Gather every line in the rows below that contains the string "Target", and copy each one. Match case exactly.

Record list:
•••

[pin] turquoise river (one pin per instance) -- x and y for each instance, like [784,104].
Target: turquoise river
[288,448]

•••

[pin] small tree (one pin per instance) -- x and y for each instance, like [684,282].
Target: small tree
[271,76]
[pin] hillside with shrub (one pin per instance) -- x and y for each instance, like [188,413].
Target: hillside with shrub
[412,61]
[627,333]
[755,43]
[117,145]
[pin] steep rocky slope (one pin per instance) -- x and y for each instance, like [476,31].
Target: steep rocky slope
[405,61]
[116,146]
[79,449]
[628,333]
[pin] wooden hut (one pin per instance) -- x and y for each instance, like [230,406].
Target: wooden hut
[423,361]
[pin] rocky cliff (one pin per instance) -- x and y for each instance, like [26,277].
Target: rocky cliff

•••

Full output:
Target: turquoise river
Target: small tree
Target: hillside with shrub
Target: steep rocky slope
Target: wooden hut
Target: rocky cliff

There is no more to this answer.